» QUOTED PASSAGE:
Established in 1981, the Government College of Technology, for Girls (GCTG), Karimabad is the pioneer technical training institute of Karachi, imparting Diploma of Associate Engineers (DAE) in various disciplines to the female youth of Karachi. The first Technical College for girls in Sindh Province, the Institute’s Alumni are currently serving at various positions in renowned public and private organizations of the city.

When the Competency Based Training (CBT) courses were offered under a special training fund for Sindh and Baluchistan, which was set up by the TVET Sector Support Program, by European Union and the Germany and Norwegian governments, the GCTG Karimabad initially applied for four courses including IT Office Assistant, IT Computer Operator and Cook, as previously this college was awarding only 3-year DAE diploma. The fund supports training institutes to develop and provide tailor-made programs for enterprises with its core objective to facilitate the training of 18, 000 men and women and assist them in finding employment after graduation.

» WORK INSTRUCTIONS: Using the passage about the girls' technical college in Karimabad, answer yes or no to each statement below and quote the words from the passage that settle it. 1. The college was founded in 1981. 2. The college is the first technical college for girls in Sindh Province. 3. Before the CBT courses, the college awarded only a one-year diploma.

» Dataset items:
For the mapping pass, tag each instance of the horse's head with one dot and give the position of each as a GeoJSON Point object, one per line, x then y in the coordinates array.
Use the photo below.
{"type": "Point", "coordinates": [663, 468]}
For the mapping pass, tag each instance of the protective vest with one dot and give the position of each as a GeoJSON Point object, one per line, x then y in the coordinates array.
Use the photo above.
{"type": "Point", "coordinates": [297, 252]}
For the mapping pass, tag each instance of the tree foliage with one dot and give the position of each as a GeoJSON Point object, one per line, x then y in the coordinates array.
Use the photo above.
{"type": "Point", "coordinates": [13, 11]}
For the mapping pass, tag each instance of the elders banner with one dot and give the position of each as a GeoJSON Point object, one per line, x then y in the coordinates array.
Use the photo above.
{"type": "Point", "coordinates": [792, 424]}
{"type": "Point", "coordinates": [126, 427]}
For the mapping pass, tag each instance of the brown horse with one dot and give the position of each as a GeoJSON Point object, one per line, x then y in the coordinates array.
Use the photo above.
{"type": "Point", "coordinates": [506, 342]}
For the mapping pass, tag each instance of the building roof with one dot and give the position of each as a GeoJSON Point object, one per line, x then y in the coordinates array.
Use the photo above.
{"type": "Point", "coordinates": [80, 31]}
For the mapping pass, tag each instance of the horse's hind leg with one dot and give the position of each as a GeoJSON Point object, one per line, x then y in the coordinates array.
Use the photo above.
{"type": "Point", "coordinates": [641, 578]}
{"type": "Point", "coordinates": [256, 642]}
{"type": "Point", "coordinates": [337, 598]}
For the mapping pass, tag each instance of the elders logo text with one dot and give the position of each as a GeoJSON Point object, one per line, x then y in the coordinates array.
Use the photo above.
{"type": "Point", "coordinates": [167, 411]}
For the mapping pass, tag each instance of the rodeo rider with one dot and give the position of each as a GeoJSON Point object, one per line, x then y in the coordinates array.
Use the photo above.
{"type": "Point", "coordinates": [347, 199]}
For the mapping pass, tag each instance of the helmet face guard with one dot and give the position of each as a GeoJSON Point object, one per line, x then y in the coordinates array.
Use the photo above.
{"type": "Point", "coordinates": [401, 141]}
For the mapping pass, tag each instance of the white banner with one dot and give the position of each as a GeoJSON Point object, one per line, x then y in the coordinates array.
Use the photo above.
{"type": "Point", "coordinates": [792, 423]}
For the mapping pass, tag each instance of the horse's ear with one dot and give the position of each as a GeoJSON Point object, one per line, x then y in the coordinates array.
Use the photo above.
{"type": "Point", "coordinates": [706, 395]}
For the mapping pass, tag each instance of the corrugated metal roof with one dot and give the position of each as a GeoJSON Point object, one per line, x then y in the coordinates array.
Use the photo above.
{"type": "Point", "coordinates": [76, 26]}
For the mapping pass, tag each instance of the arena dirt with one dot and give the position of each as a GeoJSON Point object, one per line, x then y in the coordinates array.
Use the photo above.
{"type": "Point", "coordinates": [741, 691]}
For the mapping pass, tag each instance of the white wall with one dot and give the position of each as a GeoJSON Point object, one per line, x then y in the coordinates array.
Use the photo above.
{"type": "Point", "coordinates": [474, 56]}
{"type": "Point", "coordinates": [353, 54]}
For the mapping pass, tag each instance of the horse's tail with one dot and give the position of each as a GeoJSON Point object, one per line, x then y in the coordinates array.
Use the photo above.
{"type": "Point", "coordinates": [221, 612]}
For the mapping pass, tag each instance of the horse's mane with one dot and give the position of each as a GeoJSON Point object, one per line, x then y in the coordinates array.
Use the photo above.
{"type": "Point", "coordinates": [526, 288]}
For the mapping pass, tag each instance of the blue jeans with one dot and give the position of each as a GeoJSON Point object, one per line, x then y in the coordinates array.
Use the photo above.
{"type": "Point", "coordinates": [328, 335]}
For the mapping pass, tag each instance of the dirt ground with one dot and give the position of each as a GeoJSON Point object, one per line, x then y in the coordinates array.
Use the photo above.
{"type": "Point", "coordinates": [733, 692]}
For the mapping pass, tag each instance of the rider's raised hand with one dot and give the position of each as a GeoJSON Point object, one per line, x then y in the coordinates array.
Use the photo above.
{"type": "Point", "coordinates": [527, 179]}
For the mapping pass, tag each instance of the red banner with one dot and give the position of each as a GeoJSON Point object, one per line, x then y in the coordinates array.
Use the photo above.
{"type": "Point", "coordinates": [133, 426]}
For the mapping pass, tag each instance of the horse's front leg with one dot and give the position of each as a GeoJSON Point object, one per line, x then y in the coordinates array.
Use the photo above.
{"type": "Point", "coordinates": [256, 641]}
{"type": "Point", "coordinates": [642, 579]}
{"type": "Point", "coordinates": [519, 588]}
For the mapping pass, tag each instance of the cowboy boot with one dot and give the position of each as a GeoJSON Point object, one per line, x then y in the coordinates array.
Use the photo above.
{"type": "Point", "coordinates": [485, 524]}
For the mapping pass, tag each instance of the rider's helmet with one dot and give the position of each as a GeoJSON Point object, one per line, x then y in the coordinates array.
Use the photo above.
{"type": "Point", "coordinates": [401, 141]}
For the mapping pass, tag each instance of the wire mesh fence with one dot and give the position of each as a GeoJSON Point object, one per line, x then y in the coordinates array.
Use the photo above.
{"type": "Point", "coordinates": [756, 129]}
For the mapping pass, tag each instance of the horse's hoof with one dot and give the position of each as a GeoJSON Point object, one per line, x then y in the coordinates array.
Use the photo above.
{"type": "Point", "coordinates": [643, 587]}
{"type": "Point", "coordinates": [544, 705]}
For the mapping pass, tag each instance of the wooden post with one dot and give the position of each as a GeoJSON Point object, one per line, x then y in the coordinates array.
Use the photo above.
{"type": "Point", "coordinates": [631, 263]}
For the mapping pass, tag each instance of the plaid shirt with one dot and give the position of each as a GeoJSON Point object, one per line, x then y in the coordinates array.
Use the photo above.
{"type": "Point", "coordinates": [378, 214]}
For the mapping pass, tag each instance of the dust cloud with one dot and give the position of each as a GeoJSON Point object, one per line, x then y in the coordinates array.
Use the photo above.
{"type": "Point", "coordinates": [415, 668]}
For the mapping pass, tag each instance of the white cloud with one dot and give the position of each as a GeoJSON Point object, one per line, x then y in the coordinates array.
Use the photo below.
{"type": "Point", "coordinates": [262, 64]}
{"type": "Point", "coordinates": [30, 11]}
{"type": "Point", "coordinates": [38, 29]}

» SOLUTION:
1. Yes: "Established in 1981"
2. Yes: "The first Technical College for girls in Sindh Province"
3. No: "previously this college was awarding only 3-year DAE diploma"